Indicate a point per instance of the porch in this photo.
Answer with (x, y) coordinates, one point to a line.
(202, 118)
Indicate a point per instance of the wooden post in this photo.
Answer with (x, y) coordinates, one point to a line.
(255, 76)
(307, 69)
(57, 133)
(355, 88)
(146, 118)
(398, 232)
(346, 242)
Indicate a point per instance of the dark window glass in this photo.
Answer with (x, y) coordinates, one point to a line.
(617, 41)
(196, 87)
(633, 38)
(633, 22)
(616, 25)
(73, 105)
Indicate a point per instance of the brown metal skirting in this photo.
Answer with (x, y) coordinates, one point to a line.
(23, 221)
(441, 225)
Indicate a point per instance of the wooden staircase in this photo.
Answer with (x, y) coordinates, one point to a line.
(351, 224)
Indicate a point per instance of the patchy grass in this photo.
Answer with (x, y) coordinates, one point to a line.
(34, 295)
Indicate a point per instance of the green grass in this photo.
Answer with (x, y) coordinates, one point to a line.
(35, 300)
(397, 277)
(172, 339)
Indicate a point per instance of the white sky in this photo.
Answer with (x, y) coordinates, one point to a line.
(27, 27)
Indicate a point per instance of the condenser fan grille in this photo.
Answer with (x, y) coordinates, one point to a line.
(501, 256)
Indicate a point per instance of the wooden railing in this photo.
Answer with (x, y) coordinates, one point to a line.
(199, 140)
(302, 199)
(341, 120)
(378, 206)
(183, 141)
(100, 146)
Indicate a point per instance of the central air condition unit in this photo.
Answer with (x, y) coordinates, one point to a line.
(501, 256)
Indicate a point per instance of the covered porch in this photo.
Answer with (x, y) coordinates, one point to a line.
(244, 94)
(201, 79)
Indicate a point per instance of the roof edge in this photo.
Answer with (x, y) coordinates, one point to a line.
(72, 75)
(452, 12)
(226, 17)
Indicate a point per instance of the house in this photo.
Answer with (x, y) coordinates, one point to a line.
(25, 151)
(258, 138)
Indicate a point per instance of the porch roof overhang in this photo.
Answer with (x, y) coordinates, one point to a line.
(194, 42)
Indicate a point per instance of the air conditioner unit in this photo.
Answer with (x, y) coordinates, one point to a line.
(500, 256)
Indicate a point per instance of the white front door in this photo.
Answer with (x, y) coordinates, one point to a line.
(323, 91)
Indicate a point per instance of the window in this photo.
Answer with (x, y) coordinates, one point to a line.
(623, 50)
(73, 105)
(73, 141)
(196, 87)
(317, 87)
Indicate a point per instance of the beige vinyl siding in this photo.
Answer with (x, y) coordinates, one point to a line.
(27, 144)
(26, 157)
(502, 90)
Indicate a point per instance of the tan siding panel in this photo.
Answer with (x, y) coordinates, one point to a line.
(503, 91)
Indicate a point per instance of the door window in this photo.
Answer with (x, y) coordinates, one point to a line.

##############################

GOAL: Please copy the records word for word, starting at the line that contains "Indicate a point per instance of the beige" and ending with the last line of the records.

RESULT OF THE TASK:
Indicate a point per instance of the beige vinyl siding in this photo.
Answer with (x, y) coordinates, one point to a line.
(27, 144)
(26, 157)
(502, 90)
Indicate a point per instance of the tan siding panel in this photo.
Answer with (x, y) coordinates, one point to a line.
(503, 91)
Indicate a point per instance of the door window in this photo.
Answer with (x, y) coordinates, one point to a line.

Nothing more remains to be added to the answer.